Prompt 1: Gather every line in the records below that contains the word "frog" and copy each of those lines in full.

[This is intended as an introduction to the Short Film Week Blog-a-thon hosted by Seul le cinema and Culture Snob.]
“Short film” is such a broad term that, really, no rules do or should apply to them, yet we can all agree that the same rules for feature-length films or documentaries need not be the same. The general ideas of storytelling, character arc, rising- and falling-action, climax, and whatnot limit vision in a feature, so why try to infuse them into a smaller frame of time? In fact, “short film” is the perfect method for experimentation with mood and even tonality. With Paris je t’aime, it appears as if most of the directors, typically known for the features, forgot the possibilities and, perhaps, limitations of the format, leaving us with a bunch of filler and one of the least impressive assemblies of unrelated short films to be seen by a wide audience.

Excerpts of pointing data

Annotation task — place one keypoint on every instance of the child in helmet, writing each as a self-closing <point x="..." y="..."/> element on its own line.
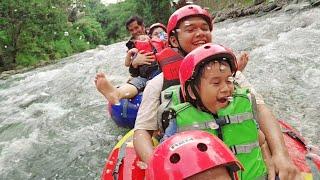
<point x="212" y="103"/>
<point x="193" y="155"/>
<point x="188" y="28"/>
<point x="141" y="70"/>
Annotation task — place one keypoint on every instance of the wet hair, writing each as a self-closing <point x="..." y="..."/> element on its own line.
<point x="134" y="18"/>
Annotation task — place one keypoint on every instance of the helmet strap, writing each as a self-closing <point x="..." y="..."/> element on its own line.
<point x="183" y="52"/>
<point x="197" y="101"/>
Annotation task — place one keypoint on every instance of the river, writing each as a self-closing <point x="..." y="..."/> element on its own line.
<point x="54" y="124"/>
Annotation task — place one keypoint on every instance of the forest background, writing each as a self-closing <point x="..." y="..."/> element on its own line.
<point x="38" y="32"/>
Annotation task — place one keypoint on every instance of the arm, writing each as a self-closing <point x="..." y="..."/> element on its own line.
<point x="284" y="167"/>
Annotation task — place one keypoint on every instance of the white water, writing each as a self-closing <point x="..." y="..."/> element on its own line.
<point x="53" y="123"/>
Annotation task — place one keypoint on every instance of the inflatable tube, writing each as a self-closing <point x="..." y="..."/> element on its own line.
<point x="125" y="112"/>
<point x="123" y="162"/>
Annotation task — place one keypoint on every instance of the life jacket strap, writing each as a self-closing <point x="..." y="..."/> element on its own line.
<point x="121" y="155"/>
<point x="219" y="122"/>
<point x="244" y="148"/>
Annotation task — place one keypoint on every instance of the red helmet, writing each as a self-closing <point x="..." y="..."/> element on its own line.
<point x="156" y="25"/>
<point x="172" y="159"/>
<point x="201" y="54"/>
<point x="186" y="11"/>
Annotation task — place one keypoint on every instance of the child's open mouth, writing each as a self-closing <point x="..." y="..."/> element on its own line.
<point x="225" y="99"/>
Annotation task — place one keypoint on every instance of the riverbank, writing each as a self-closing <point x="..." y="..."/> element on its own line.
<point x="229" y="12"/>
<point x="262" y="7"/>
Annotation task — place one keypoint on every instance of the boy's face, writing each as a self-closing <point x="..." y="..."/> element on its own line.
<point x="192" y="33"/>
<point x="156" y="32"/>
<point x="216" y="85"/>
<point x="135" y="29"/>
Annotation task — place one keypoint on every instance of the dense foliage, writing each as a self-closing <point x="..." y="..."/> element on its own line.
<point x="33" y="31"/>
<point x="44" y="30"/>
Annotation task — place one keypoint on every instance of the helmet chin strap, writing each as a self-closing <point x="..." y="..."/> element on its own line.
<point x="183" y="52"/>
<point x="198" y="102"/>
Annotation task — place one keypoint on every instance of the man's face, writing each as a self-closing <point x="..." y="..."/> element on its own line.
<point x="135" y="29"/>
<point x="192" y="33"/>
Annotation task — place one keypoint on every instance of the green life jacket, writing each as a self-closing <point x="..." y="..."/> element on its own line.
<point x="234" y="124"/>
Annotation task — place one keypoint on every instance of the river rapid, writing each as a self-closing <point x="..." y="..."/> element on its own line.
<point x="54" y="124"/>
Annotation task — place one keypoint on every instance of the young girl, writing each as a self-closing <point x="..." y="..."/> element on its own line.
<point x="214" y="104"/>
...
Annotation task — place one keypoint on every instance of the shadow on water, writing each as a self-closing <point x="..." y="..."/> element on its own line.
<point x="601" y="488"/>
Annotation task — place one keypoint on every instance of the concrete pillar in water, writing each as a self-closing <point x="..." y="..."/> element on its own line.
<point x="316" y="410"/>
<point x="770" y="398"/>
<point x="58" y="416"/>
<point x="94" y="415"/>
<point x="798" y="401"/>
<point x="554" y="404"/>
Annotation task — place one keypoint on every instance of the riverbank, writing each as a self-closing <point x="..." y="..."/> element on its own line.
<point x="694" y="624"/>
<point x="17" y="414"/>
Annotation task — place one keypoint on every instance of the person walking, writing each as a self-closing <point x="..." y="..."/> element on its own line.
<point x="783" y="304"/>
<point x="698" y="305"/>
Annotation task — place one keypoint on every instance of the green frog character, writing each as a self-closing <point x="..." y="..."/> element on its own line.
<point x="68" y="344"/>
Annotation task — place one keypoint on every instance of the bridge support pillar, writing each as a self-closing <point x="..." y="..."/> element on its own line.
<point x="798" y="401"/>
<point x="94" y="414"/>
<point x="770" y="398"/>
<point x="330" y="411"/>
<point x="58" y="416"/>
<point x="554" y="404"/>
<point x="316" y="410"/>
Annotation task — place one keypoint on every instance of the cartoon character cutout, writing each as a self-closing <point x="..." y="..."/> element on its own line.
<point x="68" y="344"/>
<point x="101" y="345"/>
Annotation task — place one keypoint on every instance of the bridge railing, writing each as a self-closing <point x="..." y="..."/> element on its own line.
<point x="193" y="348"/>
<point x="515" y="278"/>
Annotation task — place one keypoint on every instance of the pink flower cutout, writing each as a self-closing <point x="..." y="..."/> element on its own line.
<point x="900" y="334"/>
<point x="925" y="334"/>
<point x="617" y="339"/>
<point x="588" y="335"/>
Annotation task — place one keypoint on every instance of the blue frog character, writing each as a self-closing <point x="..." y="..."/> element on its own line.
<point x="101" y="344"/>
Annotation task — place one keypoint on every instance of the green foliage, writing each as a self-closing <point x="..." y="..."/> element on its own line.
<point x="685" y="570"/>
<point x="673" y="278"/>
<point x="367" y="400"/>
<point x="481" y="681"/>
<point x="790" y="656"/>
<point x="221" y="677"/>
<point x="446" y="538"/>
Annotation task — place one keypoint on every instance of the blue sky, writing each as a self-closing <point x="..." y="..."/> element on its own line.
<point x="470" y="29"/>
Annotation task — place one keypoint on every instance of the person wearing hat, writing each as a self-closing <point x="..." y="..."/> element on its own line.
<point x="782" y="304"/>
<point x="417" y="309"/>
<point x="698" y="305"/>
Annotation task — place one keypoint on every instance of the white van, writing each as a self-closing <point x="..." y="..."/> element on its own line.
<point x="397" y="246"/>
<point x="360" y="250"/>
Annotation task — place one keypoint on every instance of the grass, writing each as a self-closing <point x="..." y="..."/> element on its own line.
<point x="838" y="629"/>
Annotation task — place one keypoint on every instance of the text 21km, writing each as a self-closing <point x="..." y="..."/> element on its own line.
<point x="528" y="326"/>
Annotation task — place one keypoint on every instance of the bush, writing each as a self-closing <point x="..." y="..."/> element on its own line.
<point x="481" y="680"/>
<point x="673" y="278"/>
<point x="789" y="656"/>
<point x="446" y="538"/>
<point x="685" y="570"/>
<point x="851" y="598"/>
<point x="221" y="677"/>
---
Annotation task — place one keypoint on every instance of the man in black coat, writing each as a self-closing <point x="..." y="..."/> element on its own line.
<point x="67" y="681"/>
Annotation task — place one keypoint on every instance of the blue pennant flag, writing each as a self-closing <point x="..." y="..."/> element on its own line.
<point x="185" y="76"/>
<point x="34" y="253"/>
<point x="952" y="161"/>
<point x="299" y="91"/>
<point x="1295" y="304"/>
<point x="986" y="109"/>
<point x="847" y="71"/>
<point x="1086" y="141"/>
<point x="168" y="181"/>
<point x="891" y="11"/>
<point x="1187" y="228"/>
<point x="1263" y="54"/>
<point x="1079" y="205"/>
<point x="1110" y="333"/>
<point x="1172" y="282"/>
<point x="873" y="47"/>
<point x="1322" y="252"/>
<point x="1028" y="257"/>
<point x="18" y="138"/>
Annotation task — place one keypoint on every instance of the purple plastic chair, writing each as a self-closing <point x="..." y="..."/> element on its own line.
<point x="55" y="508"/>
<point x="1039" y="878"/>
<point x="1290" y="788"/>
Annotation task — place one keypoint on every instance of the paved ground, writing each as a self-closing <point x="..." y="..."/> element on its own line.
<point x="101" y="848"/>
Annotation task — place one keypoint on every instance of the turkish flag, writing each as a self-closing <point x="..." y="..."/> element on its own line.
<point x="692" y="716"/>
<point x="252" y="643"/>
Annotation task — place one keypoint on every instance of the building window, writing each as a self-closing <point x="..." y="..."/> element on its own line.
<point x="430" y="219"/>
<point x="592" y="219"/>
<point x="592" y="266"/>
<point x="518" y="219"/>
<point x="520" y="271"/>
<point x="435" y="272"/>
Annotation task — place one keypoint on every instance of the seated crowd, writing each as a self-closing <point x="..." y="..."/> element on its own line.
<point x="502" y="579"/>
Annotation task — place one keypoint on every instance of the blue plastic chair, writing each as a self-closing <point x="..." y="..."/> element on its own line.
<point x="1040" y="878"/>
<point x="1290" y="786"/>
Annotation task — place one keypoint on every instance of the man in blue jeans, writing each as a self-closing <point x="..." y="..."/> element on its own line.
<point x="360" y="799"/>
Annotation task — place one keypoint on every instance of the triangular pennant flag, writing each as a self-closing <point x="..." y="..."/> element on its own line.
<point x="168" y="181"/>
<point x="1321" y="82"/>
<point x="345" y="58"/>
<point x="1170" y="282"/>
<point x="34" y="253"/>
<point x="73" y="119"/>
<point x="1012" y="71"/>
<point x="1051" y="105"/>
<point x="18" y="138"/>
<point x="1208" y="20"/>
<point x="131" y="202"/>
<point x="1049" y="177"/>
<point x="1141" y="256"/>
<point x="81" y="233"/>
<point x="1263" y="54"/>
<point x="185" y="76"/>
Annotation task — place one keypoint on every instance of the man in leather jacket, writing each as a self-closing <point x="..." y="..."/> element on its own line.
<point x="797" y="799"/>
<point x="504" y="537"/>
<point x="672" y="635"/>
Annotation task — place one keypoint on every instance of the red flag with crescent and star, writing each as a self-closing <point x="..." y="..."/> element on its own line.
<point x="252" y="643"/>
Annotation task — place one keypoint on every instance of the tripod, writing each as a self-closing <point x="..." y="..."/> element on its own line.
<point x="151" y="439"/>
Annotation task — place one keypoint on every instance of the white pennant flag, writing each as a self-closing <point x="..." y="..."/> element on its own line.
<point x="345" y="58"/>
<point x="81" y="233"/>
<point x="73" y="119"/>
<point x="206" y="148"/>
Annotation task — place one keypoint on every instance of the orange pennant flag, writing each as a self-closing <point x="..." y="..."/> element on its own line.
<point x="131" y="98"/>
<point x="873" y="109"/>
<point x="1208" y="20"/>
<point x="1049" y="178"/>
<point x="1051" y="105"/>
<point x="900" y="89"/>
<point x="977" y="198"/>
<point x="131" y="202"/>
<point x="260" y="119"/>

Prompt 2: Quote the short film post above from "[This is intended" to "a wide audience." without changing a word.

Expected answer 1:
Annotation task — place one keypoint on every instance of the green frog character, writing each as a self-closing <point x="..." y="..."/> element on its own line.
Annotation task — place one keypoint on every instance of the blue frog character, writing each as a self-closing <point x="..." y="..."/> element on its own line.

Expected answer 2:
[This is intended as an introduction to the Short Film Week Blog-a-thon hosted by Seul le cinema and Culture Snob.]
“Short film” is such a broad term that, really, no rules do or should apply to them, yet we can all agree that the same rules for feature-length films or documentaries need not be the same. The general ideas of storytelling, character arc, rising- and falling-action, climax, and whatnot limit vision in a feature, so why try to infuse them into a smaller frame of time? In fact, “short film” is the perfect method for experimentation with mood and even tonality. With Paris je t’aime, it appears as if most of the directors, typically known for the features, forgot the possibilities and, perhaps, limitations of the format, leaving us with a bunch of filler and one of the least impressive assemblies of unrelated short films to be seen by a wide audience.